#### EXTRACTED INFORMATION:
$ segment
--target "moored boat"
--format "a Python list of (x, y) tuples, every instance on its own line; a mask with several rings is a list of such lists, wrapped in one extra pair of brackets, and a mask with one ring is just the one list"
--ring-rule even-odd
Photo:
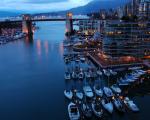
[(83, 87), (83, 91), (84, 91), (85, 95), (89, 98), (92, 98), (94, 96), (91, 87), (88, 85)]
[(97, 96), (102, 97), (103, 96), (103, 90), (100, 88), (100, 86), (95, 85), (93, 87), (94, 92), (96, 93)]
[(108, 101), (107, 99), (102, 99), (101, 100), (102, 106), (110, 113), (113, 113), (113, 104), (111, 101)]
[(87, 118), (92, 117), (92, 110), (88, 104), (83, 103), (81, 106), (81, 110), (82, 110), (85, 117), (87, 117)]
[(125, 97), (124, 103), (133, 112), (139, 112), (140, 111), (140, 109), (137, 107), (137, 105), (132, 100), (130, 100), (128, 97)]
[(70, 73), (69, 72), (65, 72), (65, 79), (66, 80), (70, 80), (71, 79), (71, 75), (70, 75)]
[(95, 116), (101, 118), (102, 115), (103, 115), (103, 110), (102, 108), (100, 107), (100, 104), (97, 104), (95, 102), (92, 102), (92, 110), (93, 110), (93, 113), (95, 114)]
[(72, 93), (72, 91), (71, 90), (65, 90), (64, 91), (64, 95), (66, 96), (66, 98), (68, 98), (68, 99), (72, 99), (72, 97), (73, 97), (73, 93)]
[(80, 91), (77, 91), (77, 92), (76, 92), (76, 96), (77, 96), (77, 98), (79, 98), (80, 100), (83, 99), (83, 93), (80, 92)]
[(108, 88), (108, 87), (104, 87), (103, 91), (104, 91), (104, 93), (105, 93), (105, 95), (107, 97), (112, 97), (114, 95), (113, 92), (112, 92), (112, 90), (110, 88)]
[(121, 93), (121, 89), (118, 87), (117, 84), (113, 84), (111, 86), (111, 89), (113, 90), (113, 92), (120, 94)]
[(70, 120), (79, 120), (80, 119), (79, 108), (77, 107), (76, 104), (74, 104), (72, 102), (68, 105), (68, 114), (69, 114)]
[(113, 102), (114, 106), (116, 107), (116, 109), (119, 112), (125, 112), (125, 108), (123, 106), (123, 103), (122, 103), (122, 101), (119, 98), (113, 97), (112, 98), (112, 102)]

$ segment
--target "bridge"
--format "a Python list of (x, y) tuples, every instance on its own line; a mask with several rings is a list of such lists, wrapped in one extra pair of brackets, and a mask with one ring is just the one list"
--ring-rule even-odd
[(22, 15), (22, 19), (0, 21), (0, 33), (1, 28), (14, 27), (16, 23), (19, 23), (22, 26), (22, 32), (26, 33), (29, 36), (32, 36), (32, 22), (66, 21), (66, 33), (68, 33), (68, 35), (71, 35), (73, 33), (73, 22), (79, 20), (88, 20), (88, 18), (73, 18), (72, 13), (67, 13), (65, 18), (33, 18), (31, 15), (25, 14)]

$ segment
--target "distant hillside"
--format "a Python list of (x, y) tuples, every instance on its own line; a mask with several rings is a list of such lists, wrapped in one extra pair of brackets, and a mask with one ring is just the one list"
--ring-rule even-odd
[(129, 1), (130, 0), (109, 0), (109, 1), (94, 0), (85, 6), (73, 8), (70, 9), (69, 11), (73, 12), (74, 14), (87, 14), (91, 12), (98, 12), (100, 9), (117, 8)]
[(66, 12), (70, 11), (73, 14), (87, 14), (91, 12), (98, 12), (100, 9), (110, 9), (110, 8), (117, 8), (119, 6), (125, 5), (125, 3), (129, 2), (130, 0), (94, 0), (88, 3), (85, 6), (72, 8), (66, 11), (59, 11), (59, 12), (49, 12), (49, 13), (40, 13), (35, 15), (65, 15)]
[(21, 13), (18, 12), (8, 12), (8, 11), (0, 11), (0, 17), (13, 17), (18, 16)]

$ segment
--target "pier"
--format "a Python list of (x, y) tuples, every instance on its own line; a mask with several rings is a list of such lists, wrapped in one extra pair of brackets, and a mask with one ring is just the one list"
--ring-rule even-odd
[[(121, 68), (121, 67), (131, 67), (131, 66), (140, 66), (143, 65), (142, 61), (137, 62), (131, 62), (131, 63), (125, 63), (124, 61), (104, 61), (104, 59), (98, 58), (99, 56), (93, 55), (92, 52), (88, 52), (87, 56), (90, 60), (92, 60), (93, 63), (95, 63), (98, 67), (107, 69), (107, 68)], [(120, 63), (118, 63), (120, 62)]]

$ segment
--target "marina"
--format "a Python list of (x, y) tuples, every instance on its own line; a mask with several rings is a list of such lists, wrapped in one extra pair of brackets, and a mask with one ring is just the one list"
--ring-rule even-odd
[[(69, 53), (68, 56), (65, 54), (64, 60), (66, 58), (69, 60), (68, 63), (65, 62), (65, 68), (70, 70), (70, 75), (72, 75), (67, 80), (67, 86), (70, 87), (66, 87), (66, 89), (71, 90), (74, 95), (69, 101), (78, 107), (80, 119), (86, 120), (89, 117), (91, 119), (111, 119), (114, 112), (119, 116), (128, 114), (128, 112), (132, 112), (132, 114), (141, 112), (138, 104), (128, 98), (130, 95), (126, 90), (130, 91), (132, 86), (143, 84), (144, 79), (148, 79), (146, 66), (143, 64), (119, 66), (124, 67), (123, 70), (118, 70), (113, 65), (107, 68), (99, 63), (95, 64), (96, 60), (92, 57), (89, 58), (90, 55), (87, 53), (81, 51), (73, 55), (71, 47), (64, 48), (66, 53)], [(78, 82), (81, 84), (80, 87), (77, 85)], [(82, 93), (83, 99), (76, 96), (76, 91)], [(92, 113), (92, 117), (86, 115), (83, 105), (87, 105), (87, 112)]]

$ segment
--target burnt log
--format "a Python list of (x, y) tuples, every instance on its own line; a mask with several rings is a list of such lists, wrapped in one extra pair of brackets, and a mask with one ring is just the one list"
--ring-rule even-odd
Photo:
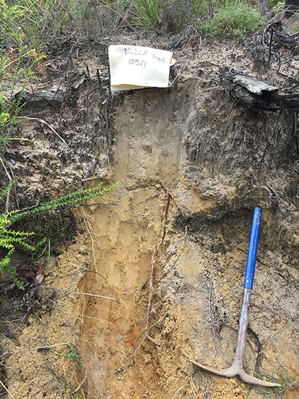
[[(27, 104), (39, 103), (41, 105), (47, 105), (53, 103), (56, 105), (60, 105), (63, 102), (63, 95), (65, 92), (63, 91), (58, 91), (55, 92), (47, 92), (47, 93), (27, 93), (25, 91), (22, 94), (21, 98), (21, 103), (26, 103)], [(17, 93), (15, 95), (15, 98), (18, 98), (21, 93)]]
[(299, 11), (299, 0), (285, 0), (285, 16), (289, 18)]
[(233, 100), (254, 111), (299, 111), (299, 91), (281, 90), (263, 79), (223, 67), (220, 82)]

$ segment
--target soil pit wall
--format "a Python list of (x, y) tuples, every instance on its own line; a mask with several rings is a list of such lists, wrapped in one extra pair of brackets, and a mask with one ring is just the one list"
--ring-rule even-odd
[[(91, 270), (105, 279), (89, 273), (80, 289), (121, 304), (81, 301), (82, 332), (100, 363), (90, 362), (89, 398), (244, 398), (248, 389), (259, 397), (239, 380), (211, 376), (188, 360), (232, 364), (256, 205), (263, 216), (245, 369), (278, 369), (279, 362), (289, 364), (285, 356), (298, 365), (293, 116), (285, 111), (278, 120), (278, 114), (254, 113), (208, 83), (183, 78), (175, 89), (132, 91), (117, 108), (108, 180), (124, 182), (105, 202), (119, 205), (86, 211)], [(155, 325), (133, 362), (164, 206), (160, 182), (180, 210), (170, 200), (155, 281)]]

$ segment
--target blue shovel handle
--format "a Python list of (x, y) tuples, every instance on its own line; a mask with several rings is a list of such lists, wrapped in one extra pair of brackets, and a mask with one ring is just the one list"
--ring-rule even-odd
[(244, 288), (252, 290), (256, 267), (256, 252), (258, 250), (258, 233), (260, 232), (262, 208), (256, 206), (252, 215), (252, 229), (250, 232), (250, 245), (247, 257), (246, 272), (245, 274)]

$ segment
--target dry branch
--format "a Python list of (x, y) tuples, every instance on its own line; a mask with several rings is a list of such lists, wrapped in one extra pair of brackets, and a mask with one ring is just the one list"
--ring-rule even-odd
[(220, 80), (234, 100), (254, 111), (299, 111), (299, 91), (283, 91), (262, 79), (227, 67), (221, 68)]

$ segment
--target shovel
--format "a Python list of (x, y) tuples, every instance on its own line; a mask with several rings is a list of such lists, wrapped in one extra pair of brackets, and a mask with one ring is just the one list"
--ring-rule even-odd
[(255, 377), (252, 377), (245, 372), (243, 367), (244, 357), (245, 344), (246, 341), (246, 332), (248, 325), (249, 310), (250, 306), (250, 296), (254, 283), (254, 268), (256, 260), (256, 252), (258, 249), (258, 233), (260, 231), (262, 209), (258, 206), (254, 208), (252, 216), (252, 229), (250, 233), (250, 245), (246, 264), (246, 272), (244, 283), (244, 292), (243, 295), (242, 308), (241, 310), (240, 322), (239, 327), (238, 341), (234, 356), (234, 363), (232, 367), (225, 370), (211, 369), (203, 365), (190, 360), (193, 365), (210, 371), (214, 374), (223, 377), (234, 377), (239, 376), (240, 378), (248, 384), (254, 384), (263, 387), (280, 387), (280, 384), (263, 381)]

#### WHAT YOU NEED TO DO:
Identify each line of the data above that contains the string "target", treating uppercase and lowercase letters as distinct, and copy those lines.

#### FULL ANSWER:
--target "moored boat"
--target "bridge"
--target "distant hillside"
--target "pier"
--target "marina"
--target burnt log
--target soil pit wall
--target blue shovel handle
--target dry branch
--target shovel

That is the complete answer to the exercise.